> Work instruction
Among the entries below, how many lines contain "background"? Answer with the number only.
Source data Start Marker
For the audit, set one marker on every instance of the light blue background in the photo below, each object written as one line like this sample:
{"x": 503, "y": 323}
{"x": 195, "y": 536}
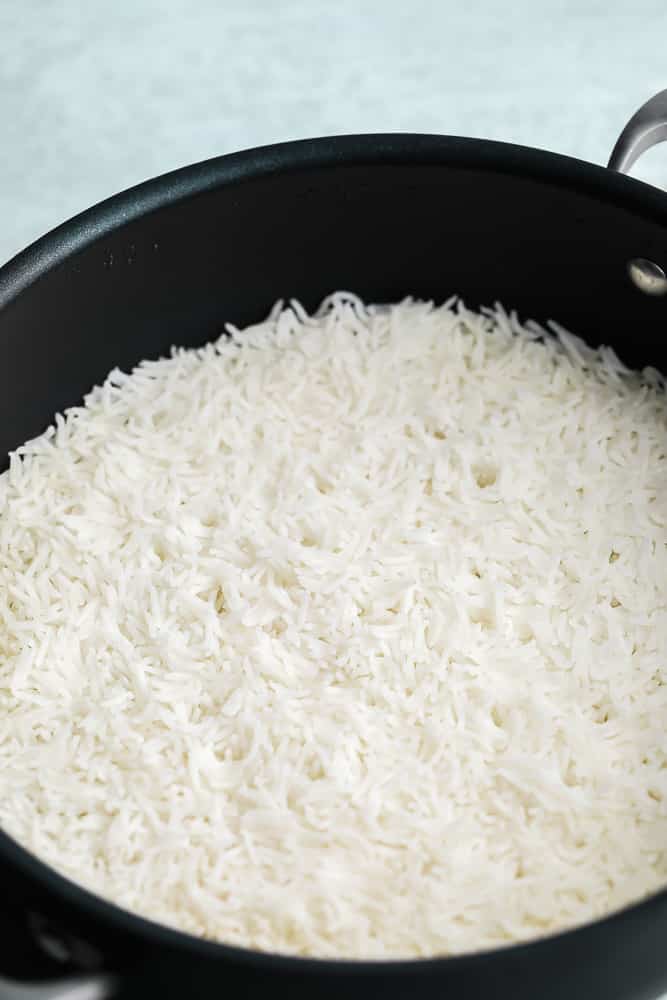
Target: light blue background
Source data End Marker
Source data Start Marker
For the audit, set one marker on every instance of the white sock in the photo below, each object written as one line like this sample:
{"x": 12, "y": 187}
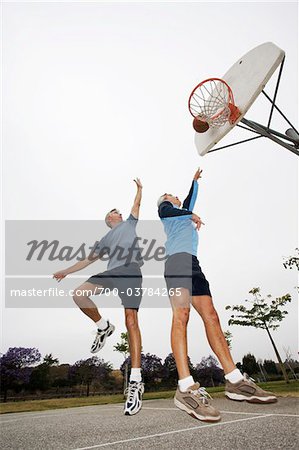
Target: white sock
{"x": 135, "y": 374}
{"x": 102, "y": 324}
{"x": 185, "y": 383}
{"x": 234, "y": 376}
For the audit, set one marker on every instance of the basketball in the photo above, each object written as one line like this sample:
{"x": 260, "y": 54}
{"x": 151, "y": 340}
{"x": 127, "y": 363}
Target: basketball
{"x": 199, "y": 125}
Source data End Marker
> Task result
2